Reproduce the closing part of the entries exactly: the line with "Q: Mark a point on every instance of the white tablecloth" and all lines after it, ending with the last line, and nothing else.

Point labeling dataset excerpts.
start
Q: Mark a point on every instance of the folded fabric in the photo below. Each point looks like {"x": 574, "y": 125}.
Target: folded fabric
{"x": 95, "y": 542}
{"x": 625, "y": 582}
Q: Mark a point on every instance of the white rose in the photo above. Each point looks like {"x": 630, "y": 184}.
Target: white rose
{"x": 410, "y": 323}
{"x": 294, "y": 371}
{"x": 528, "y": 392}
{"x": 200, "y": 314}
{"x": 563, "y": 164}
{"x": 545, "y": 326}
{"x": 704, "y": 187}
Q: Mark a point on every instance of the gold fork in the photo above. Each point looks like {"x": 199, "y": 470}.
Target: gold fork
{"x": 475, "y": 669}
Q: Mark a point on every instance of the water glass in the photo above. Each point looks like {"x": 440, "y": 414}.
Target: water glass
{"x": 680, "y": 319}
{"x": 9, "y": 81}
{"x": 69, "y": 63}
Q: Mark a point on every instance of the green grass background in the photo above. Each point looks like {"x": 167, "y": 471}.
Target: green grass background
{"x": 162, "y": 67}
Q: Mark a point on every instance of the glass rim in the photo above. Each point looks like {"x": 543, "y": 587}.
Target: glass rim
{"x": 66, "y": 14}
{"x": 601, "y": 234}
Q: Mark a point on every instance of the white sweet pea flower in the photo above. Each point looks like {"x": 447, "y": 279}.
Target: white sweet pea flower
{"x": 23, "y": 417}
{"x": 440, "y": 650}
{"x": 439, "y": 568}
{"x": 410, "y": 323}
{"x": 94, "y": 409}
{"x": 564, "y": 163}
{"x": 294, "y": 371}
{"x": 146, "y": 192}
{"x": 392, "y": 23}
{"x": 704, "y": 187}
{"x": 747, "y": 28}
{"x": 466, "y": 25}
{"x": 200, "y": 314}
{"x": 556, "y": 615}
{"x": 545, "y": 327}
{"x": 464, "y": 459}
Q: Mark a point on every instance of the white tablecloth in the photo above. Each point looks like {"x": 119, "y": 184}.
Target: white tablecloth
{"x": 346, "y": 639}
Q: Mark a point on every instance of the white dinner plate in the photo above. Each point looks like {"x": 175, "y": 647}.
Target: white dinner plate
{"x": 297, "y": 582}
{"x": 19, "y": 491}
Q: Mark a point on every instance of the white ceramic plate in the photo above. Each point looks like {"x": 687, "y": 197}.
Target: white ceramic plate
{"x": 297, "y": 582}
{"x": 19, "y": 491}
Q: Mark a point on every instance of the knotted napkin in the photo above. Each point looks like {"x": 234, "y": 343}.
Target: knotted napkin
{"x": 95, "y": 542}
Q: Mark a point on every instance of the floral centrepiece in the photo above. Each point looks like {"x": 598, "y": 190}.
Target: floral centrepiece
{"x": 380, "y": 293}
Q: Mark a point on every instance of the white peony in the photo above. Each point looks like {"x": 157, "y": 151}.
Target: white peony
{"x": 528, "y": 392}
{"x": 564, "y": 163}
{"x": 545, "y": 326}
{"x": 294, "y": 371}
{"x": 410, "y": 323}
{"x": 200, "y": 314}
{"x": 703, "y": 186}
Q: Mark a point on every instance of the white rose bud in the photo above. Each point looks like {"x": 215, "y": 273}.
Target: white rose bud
end
Output of the task.
Q: Mark a point on every instance of the white tablecloth in the photo above. Each point looks like {"x": 119, "y": 184}.
Target: white tablecloth
{"x": 346, "y": 639}
Q: Mark a point on every instance of the white dinner plate in the photo above. Each point looks like {"x": 175, "y": 647}.
Target: white dinner plate
{"x": 297, "y": 582}
{"x": 19, "y": 491}
Q: Mark a point on every instance of the white ceramic plate in the photo above. Each point looks like {"x": 687, "y": 197}.
Target: white ceramic plate
{"x": 297, "y": 582}
{"x": 19, "y": 491}
Q: Mark a point on every instance of the knotted napkin in the photo above. Each point looks like {"x": 234, "y": 343}.
Target: knotted napkin
{"x": 95, "y": 542}
Q: Mark a point on every instance of the floral centrepiece in the photo above. Each point looks like {"x": 598, "y": 190}.
Target: floral centrepiece
{"x": 380, "y": 293}
Q: Mark a point on every instance of the white peony in the photo above. Each point looks like {"x": 157, "y": 151}.
Target: white peony
{"x": 528, "y": 392}
{"x": 564, "y": 163}
{"x": 545, "y": 326}
{"x": 294, "y": 371}
{"x": 410, "y": 323}
{"x": 200, "y": 314}
{"x": 703, "y": 186}
Q: Mark a point on every instance of the white rose bud in the photo above. Each point looks like {"x": 215, "y": 273}.
Target: white rose bud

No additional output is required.